**Work to complete**
Quote the records below in full, exactly as given, with the images taken out.

________________

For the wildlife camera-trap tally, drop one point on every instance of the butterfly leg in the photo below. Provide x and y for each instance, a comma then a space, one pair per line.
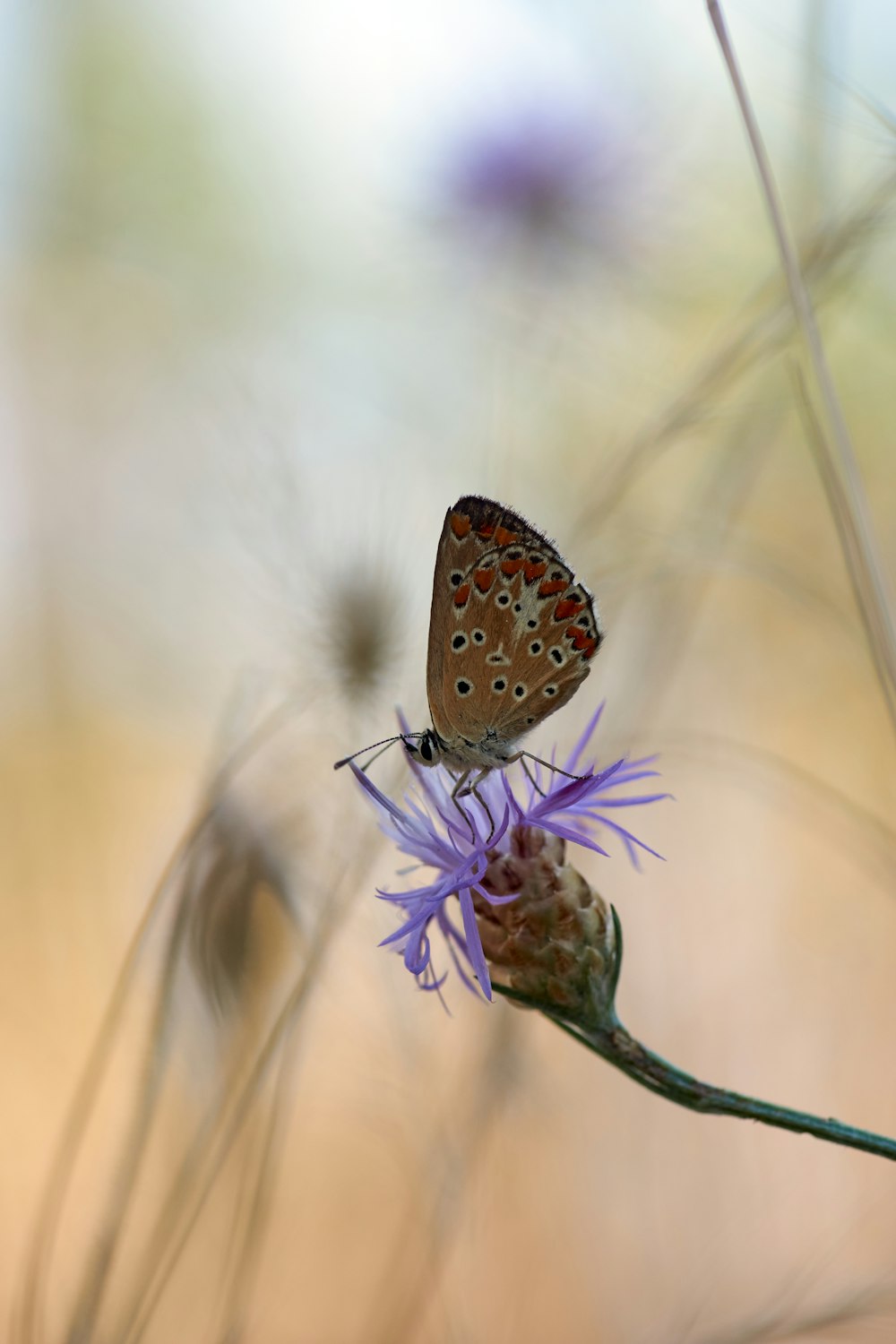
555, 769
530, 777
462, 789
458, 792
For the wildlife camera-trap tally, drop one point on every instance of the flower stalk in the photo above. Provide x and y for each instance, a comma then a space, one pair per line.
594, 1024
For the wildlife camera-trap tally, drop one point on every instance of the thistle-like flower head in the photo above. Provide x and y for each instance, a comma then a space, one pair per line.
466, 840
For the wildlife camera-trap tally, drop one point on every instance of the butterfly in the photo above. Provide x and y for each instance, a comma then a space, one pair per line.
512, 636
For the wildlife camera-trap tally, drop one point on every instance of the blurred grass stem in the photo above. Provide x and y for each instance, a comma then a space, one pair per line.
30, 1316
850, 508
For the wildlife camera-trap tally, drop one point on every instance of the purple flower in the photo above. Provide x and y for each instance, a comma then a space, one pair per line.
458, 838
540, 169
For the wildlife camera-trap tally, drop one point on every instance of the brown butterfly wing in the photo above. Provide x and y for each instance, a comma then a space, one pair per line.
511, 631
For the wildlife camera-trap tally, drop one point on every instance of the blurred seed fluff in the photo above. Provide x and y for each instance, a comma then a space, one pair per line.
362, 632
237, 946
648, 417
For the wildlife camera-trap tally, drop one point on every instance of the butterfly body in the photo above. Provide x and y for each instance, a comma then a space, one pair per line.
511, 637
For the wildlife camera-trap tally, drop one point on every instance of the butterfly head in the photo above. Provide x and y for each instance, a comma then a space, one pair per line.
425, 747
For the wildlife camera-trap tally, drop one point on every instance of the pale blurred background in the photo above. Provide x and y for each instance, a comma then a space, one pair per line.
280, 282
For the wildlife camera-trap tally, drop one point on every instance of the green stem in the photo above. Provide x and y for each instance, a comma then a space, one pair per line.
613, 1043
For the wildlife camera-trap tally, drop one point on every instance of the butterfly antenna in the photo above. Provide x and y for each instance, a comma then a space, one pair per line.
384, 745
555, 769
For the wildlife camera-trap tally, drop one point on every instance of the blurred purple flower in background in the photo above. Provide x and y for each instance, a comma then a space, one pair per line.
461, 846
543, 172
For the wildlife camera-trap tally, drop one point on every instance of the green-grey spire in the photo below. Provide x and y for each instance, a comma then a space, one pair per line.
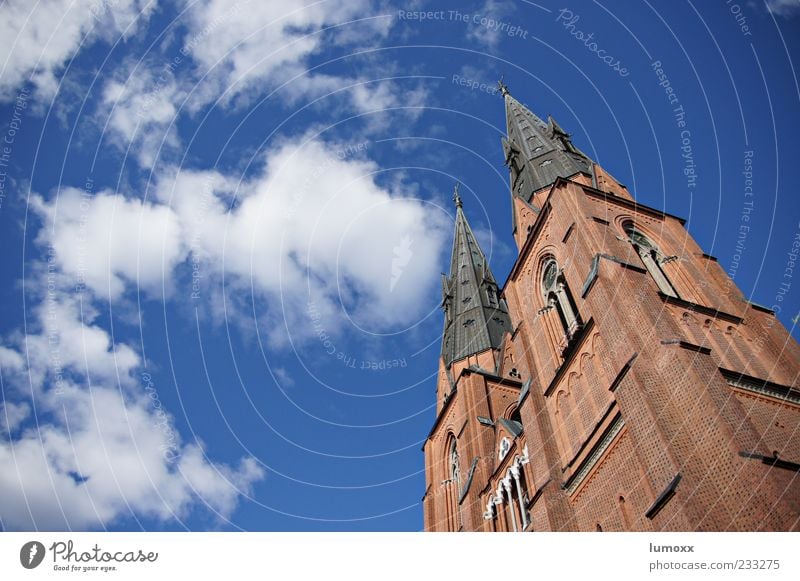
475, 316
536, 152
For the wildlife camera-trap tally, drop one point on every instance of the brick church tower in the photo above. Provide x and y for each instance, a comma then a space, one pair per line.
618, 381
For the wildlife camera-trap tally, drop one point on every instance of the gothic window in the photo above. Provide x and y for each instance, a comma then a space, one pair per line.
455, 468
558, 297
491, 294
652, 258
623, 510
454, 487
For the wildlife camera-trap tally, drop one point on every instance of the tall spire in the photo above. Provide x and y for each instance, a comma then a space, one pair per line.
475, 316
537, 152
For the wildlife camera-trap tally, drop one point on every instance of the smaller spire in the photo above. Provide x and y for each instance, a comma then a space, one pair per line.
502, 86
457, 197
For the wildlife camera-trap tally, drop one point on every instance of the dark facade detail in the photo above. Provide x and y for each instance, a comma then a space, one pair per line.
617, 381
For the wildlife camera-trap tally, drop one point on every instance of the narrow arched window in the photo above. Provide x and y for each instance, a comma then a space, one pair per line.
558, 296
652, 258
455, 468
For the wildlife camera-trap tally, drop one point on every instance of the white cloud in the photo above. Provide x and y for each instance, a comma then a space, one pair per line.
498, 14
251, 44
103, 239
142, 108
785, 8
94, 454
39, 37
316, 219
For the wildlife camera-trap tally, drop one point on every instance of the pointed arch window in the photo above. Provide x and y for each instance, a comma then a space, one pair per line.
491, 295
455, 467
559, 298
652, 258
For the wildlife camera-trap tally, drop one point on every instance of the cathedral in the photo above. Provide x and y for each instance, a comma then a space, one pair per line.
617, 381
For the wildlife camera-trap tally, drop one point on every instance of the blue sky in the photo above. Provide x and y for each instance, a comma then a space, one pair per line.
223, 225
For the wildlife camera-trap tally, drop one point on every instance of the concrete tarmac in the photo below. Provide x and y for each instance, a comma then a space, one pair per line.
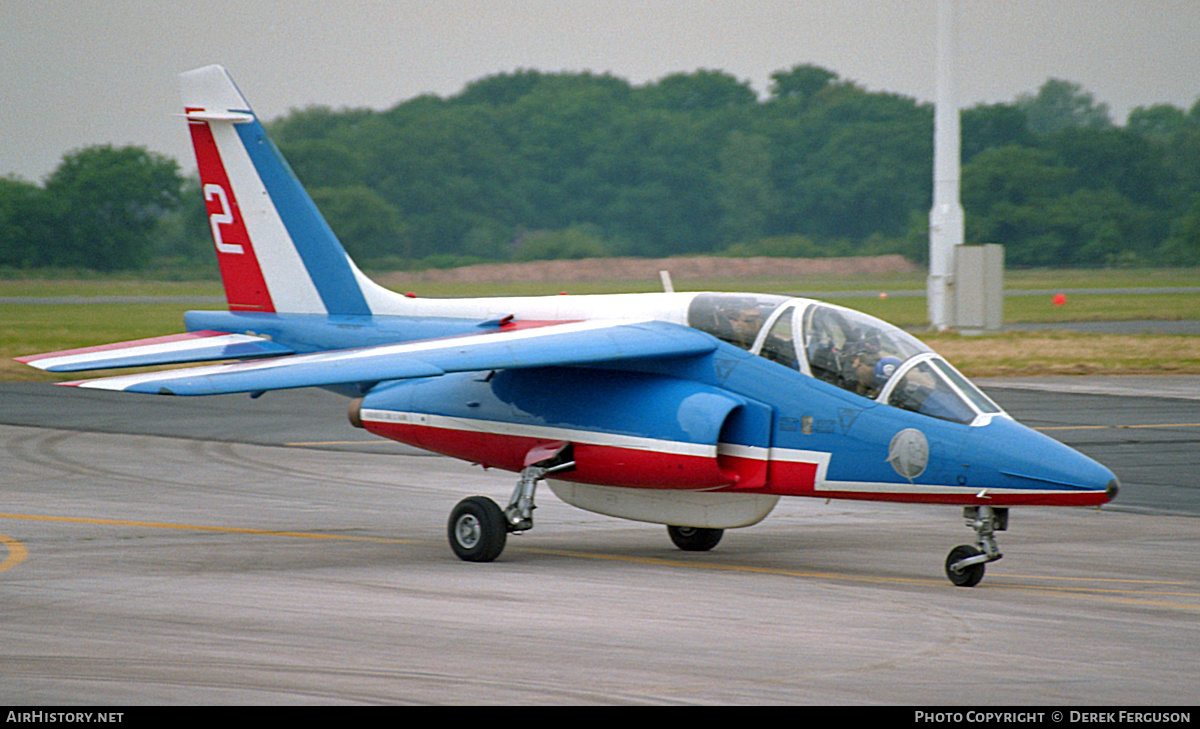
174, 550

________________

**Final result**
For the wildlife camera-trap tally, drop one point on every instance of the butterfly leg in the photo below. Provide x and y for each instance, a comma then a space, one pair per line.
555, 769
530, 777
462, 789
458, 792
For the wildlife camera-trap tally, drop one point on every instance of the flower stalk in the photo above. Provide x and y for each instance, a comma then a space, one pair per line.
594, 1024
For the wildlife camera-trap tally, drop one point on every instance of the thistle-like flower head in the photo above. Provide x and y for each instance, a comma then a space, one pair per line.
466, 840
For the wildlife camera-trap tally, drop one point on every instance of the butterfly in the photo above. Provide x and y for each instance, a comma then a space, one pair per line.
512, 636
For the wildlife camera-trap tally, drop one point on every instance of the blurred grass stem in the photo above. Provide x and y for each instance, a comma then a space, one pair per line.
30, 1316
850, 508
For the wildlife camera-trap tally, drop one point on every instance of the purple flower in the photo above. Provide x and y for each instance, a comma then a space, one pair per line.
458, 838
540, 169
For the wildlife camera-trap tally, drop one point on every instance of the brown butterfly wing in the photo above. Provide x and y for each instance, a comma then a space, one pair per line.
511, 631
For the wildlife camera-trap tally, drop one point on every instance of the blurred seed fluff in the photo above. Provide x and y for each instance, a comma then a space, one pair per line.
362, 632
237, 946
648, 417
For the wildlife camera-trap tally, drop one point on every instance of the butterfly body in the photo above. Provide x and y for each instance, a comma then a space, one pair per line.
511, 637
For the wildlife camera-trap tally, drop one point on every instance of the butterfly head in the photo above. Provide x and y for each instance, a comma then a space, one pair per line.
425, 747
For the wildlife camera-trap tally, drop one point on every instance of the pale blurred background in the photo above. Provide x and y for each instance, a comma then a space, one pair per line.
280, 282
For the wildlife camera-trap tally, drop one point on every instance of the green stem in the photo above. Provide x and y for each instance, a comma then a space, one pair per line.
613, 1043
For the wildlife camera-trap tally, drop one point on every instance of the butterfly antenna in the photo above. Provide x and y for each instance, a comma then a space, one pair per line.
384, 745
555, 769
For the wildlife camera-trap tally, drop one point on every instance of the blurred purple flower in background in the photo above. Provide x and y for each instance, a comma then a space, one pair per line.
461, 846
543, 172
For the wildlife camera-trap tally, drop one point on every instance of the green-grey spire in the photo below. Provide x and y for each instance, a comma then a space, one pair per line.
475, 316
536, 152
For the wildlife camera-trap tally, drop one point on every instance of the brick church tower in the photo above. Provide x and y for each instance, a comma then a space, one pair per line.
618, 381
For the wildlife camera-trap tally, drop one point on every instance of the gothic window in the photo above. Provide x and y for each instance, a comma then a space, one pair per line.
455, 468
558, 297
491, 294
652, 258
623, 510
454, 487
For the wildlife camera-trap tally, drop one point on every instance of the tall spire in the photo above. Provide x and y for each instance, a comma then a space, one pair per line.
475, 316
537, 152
For the wildlife camera-trap tally, drop one point on every instance of the smaller spire in the photo above. Provide x and y for each instance, a comma then a space, one pair per line.
502, 86
457, 197
For the wildlife camera-trap tally, drop one point on every instance of the dark facade detail in the photo above. Provide x and y for each instance, a comma then a space, one pair per line.
617, 381
For the wildlife camera-trap tally, drop one point on every instance of the narrow arched window in the photo above. Provide x and y for each instance, a comma then a space, one pair per line.
558, 296
652, 258
455, 468
For the wildlife camera-trap tally, drop one point on every instance of the white cloud in the photo above. Provide x and y for each instance, a comma then a space, one pair per line.
498, 14
251, 44
103, 239
142, 108
785, 8
94, 454
39, 37
316, 219
For the wildlife camera-trap tally, drop one point on every instance of the pointed arch window in the photo above. Provide x and y for each instance, a comma then a space, one pair per line.
491, 295
455, 467
559, 298
652, 258
For the wildlife camera-trap tally, drop one point on every instance of the cathedral in the photo above. Provide x and y for each instance, a comma then a space, one pair per line.
617, 381
For the wildlife camera-trap tally, drop one point on every instance of the blue sky in the photo above. Provide x and y for each instance, a comma then a space, one pair per line.
223, 225
For the wildlife camera-trap tally, drop one point on every instance of the concrete tarmac in the photo below. Provide x and y for each instance, a comma then a space, one pair per line.
174, 550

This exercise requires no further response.